Start of TEXT EXCERPT
To simply balance the different melting temperature caused by degenerate bases in the primer, the universal primer ILERS98F was replaced by ILERS1558F, which contains one degenerate site of A/G variation. In contrast to the reverse degenerate primer, ILERS3020R, which prefers GC37 to TAG11, the forward degenerate primer ILERS1558F prefers TAG11 to GC37 because an A-allele at the degenerate site of ILERS1558F is complementary to the T-base in the GC37 genome, whereas a G-allele is complementary to the C-base in the TAG11 genome. The two degenerate primers then balance the melting temperature between GC37 and TAG11. After PCR amplification, the results in Fig. 4c showed a faint bias. All these findings indicate that primer degeneracy can cause PCR bias. A good choice would be to use a balanced degenerate primer if the use of a degenerate primer to compromise the sequence difference between organisms cannot be avoided. The application of universal primers containing universal bases at ambiguous positions instead of degenerate primers to amplify specific fragments from mixed samples has also been reported (Patil and Dekker 1990; Kilpatrick et al. 1996). However, various investigators have found primers to be ineffective when a universal base was contained within the first seven or eight bases from, or including, the 3′-end (Loakes et al. 1995a, 1995b; Smith et al. 1995; Rohrwild et al. 1995). In addition, it has been found that the base pairing stability (thermal dissociation, T m) of universal bases with four different natural bases is different in a certain order, such as d(I-C) > d(I-A) > d(I-C) = d(I-C) where dI is deoxyinosine (Martin and Castro 1985; Case-Green and Southern 1994). Therefore, universal base substitution at ambiguous positions can presumably cause PCR bias due to different T m values.
End of TEXT EXCERPT
Start of DATA UNDER STUDY
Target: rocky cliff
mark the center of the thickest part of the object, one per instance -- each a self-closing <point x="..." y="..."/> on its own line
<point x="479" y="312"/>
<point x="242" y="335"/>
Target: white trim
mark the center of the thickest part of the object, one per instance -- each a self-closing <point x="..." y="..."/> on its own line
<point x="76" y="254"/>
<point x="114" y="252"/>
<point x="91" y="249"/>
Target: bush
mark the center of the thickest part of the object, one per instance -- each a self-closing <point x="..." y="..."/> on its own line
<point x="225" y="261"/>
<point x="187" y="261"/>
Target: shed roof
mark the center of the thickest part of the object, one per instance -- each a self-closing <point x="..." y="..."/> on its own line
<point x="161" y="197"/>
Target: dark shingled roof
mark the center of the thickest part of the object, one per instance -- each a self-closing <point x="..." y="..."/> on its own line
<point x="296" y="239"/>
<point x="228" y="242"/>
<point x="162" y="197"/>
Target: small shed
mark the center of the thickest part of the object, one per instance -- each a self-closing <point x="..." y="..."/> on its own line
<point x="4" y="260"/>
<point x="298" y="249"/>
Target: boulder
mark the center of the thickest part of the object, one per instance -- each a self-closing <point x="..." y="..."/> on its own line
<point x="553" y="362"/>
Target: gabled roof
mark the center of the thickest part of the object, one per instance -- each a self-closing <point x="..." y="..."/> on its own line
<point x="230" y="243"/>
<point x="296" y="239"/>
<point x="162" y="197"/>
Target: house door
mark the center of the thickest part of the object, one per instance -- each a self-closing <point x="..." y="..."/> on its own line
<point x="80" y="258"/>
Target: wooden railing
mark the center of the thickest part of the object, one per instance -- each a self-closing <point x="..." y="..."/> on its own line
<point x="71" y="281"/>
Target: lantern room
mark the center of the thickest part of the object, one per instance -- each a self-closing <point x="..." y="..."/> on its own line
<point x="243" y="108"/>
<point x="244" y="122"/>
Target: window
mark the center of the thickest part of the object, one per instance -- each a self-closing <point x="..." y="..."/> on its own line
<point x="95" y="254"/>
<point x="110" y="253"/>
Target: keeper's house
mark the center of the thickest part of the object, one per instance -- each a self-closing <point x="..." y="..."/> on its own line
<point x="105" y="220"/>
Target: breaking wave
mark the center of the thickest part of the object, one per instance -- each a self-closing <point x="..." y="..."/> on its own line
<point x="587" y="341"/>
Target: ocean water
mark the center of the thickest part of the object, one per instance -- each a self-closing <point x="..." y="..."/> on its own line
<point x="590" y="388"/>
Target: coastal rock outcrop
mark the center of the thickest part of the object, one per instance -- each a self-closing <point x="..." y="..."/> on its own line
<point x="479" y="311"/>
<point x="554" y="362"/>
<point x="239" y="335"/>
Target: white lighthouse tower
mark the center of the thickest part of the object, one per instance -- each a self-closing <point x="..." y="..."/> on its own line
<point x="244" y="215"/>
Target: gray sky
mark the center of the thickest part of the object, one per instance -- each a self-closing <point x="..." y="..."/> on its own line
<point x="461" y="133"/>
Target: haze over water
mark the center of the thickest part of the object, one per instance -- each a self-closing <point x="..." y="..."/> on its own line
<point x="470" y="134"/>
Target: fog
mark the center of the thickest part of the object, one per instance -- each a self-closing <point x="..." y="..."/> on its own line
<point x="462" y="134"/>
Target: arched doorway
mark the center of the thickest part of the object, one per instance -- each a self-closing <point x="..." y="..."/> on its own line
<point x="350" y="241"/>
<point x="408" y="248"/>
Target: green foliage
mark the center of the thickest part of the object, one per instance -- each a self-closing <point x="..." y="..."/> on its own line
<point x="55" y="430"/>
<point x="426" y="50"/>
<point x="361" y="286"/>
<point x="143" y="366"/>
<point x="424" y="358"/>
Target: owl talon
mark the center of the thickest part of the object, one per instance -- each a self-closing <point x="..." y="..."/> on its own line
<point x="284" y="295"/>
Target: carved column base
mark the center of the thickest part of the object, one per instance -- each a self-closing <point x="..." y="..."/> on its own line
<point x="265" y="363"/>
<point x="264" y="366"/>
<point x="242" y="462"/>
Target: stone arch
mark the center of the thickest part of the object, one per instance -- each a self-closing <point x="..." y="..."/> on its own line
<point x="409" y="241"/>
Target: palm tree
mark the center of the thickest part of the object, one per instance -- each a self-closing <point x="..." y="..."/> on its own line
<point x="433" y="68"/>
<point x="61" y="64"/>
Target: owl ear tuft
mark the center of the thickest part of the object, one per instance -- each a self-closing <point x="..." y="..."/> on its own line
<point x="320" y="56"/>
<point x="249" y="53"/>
End of DATA UNDER STUDY
THINGS TO DO:
1 > In the text on primer degeneracy and PCR bias, which primer replaced the universal primer ILERS98F?
2 > Carry on the text on primer degeneracy and PCR bias from the point where it stops, writing one further paragraph.

RESPONSES IN ORDER:
1 > ILERS1558F, which contains one degenerate site of A/G variation, replaced ILERS98F.

2 >
Conclusion

An optimal PCR condition is a compromise among many factors, such as choice of DNA polymerase, target size, primer design, template quality and quantity, and the number of extension cycles. The following recommendations for improving PCR efficiency and limiting bias in PCR amplification emerged from the data presented above. First, degeneracy should be avoided when universal primers are available. Second, to increase PCR sensitivity, a target product of 1,000–1,500 bp in length is optimal. Third, the primers should be no shorter than 18mer. Last but not least, Taq is a good DNA polymerase for efficient amplification of a DNA fragment and subsequent construction of clone library. Employing a combination of Taq DNA polymerase, a target DNA sequence approximately 1 kb in size, and PCR primers 20mer in length, target detection could be achieved with as little as 2 pg genomic DNA sample extracted from pure isolates. Moreover, using the above optimized conditions, two Methanopyrus groups of IleRS were sensitively PCR-amplified from 2 ng of a pooled genomic DNA sample extracted from Indian Ocean sediment and identified after direct construction of clone library and subsequent sequencing (Yu et al. 2009). We found that, prior to PCR condition optimization, it was easy to amplify the Methanopyrus-specific IleRS from pure cultures, but difficult from the Indian Ocean complex environmental sample, e.g., even using 10 ng Indian Ocean mixed DNA sample, PCR products from this environmental sample were weak and only one Methanopyrus phylotype was detected (data not shown). Though the environmental samples are complex, and thus many questions need to be addressed in such studies, our results strongly indicate the improvement of PCR amplification sensitivity to detect the presence of Methanopyrus IleRS at low frequency. With guidelines derived from this optimization, PCR conditions were also successfully designed to detect and characterize the Methanopyrus ValRS gene from both pure cultures and environmental mixtures, and two distinguishable Methanopyrus phylotypes were consistently identified in the Indian Ocean environmental sample (Yu et al. 2009). We believe that our findings can provide useful and general guidelines for amplifying and characterizing other genomes in environmental samples.